--- THE INPUT ---
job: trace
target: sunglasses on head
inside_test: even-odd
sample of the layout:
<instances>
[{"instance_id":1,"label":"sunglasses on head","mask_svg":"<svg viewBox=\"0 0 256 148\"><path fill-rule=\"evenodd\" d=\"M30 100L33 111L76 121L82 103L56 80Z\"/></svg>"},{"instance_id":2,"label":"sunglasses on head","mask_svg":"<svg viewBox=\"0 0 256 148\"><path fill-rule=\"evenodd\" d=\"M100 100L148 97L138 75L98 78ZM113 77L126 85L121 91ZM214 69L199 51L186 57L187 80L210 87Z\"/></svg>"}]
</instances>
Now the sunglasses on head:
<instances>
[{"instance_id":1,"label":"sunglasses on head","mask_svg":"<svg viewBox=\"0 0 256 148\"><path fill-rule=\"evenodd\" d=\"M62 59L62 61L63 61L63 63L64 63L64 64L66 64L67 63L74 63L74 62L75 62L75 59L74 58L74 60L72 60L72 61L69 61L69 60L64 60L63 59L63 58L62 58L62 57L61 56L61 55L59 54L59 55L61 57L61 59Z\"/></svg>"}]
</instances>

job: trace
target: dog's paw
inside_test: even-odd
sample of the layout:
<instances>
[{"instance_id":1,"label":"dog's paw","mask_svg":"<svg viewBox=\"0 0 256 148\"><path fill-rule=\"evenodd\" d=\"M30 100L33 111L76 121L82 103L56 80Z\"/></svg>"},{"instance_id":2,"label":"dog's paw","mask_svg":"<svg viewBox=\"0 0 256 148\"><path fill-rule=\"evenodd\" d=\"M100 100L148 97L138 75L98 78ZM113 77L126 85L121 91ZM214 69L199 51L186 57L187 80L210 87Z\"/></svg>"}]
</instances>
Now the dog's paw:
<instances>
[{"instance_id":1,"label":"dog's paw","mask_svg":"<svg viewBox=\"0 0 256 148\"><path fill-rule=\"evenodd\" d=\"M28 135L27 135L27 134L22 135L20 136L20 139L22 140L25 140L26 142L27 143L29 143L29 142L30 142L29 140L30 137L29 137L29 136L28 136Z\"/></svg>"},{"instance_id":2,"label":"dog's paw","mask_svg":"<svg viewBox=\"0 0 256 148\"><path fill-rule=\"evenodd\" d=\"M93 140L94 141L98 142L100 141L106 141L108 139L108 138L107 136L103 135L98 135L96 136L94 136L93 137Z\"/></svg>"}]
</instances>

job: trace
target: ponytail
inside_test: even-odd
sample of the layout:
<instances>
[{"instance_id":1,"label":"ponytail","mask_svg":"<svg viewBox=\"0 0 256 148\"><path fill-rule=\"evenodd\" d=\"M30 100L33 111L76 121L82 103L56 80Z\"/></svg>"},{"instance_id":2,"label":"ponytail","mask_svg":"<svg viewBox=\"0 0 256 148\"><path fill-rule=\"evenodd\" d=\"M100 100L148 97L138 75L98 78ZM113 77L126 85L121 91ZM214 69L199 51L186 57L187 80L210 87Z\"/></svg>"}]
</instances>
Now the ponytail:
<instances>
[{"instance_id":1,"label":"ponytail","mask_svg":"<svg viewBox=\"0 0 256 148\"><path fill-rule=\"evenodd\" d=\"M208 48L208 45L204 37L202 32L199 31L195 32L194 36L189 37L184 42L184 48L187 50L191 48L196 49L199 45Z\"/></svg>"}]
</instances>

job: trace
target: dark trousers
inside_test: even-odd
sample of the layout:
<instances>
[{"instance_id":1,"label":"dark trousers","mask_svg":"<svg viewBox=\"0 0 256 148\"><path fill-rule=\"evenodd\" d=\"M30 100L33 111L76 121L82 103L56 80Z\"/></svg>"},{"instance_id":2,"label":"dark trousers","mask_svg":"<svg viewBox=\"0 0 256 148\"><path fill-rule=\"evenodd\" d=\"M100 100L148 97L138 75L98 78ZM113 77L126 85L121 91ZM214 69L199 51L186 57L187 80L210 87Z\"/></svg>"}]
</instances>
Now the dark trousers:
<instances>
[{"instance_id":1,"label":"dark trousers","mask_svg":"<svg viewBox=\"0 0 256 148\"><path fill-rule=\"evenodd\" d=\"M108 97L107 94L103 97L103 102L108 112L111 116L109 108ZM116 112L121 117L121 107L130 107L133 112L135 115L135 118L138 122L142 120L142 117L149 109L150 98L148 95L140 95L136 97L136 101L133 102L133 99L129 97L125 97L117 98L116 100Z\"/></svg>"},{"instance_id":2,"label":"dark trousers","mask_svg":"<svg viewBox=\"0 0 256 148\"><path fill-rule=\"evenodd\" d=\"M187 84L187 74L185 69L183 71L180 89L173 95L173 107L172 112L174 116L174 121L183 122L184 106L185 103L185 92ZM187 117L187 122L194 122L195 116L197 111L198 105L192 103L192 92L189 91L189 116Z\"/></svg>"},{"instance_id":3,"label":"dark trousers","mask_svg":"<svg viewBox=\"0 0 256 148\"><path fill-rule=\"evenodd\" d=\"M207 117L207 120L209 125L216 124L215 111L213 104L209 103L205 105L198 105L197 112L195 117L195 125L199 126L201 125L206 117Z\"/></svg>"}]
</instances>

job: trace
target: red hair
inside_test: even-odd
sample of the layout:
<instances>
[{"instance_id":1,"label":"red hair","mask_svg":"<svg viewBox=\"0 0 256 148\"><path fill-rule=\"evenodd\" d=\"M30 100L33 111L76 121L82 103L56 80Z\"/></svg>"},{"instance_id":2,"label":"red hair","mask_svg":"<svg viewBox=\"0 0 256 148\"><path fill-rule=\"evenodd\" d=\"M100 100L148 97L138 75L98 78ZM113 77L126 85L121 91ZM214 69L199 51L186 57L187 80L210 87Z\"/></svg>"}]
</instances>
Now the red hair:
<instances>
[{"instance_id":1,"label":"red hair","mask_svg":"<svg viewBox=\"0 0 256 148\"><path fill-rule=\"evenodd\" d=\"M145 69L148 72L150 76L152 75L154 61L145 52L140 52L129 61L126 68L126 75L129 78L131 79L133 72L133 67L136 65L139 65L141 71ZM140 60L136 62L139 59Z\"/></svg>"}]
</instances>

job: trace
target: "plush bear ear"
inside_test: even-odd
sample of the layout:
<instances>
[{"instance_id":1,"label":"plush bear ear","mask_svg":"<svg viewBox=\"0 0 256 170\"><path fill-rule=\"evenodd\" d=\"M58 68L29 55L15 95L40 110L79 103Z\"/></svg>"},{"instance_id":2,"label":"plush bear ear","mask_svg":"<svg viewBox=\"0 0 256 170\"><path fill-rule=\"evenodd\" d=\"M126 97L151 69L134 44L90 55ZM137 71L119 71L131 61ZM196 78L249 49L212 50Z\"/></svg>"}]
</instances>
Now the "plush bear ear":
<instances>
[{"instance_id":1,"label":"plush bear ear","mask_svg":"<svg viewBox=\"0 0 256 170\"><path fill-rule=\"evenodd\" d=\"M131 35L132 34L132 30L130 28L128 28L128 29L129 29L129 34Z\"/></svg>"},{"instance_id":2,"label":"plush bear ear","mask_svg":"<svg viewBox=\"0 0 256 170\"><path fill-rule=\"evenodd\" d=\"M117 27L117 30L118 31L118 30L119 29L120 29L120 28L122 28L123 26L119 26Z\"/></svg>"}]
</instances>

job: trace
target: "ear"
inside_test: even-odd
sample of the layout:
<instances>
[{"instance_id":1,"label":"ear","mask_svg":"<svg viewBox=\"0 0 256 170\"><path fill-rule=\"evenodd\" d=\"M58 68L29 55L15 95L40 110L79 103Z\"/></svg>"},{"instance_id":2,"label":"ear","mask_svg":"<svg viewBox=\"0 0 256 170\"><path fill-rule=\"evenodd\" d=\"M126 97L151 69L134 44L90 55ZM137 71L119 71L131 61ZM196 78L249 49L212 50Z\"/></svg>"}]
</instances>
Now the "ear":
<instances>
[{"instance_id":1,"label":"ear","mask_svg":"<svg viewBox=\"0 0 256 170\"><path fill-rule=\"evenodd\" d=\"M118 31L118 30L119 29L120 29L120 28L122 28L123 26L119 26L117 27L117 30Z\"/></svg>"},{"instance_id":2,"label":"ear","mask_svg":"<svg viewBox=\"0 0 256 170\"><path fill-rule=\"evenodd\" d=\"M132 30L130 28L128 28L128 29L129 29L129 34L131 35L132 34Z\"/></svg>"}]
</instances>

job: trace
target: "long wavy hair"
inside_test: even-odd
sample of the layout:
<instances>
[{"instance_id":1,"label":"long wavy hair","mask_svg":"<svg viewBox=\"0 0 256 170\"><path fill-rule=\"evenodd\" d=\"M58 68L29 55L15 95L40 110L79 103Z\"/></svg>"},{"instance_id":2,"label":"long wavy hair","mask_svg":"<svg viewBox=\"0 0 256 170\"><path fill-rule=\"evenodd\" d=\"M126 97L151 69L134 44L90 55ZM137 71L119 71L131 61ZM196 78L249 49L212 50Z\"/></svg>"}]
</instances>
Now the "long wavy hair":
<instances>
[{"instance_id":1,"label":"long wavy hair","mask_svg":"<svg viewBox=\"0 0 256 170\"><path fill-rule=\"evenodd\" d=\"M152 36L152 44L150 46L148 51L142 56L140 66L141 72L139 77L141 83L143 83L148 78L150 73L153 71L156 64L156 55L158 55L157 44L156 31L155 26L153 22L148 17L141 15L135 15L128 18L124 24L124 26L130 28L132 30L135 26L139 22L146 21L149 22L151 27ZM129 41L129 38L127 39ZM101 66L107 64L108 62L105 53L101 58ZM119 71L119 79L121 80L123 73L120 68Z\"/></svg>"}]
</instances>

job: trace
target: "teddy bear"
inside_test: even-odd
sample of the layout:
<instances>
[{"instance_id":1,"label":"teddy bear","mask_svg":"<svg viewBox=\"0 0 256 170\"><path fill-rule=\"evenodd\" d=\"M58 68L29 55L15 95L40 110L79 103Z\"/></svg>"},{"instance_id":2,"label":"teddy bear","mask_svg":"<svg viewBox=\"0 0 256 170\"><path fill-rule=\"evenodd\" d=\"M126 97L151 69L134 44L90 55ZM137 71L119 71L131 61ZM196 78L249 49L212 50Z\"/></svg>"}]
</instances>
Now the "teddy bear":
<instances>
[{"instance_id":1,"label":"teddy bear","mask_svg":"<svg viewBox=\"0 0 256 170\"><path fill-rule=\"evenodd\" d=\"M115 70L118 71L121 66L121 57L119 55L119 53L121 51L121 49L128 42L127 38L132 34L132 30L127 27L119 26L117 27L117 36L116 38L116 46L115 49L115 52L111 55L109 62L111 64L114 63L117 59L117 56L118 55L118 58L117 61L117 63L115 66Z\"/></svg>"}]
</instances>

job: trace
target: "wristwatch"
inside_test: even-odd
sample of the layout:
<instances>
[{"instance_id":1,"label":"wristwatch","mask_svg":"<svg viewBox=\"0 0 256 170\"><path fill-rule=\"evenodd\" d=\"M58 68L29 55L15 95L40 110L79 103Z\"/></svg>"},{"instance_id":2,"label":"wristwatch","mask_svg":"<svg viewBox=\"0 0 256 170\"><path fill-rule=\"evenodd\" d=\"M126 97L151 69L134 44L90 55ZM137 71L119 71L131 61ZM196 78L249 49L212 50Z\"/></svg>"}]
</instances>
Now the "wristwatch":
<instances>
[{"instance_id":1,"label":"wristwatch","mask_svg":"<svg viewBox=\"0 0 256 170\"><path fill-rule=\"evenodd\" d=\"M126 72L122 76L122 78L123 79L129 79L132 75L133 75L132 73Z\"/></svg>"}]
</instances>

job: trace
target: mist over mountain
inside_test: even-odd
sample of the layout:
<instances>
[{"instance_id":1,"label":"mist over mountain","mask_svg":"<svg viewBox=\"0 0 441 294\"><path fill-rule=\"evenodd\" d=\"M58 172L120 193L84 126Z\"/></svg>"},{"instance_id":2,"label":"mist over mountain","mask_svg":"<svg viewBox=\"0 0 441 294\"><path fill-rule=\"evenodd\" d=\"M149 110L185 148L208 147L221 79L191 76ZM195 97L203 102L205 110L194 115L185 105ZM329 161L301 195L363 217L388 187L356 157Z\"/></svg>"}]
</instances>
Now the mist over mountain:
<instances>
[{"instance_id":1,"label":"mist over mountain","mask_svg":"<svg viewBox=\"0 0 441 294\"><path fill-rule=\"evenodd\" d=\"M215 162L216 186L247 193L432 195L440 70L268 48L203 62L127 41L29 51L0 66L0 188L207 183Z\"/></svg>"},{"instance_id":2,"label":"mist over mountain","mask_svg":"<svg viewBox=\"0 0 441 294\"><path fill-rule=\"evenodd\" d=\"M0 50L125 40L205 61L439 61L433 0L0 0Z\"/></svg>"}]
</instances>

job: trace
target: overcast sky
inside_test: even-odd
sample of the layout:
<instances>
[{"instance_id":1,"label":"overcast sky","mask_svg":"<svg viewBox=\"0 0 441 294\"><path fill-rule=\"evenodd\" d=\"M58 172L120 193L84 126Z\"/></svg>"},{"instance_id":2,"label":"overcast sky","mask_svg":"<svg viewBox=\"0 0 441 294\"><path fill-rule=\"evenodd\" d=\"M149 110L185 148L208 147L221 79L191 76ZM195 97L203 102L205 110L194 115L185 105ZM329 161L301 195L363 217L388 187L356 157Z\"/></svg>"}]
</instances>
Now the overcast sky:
---
TASK INSTRUCTIONS: Please pick out every line above that contains the string "target" and copy each one out in full.

ANSWER:
target: sunglasses on head
target: dog's paw
target: ponytail
target: dark trousers
target: red hair
target: "plush bear ear"
target: "ear"
target: "long wavy hair"
target: "teddy bear"
target: "wristwatch"
target: mist over mountain
target: overcast sky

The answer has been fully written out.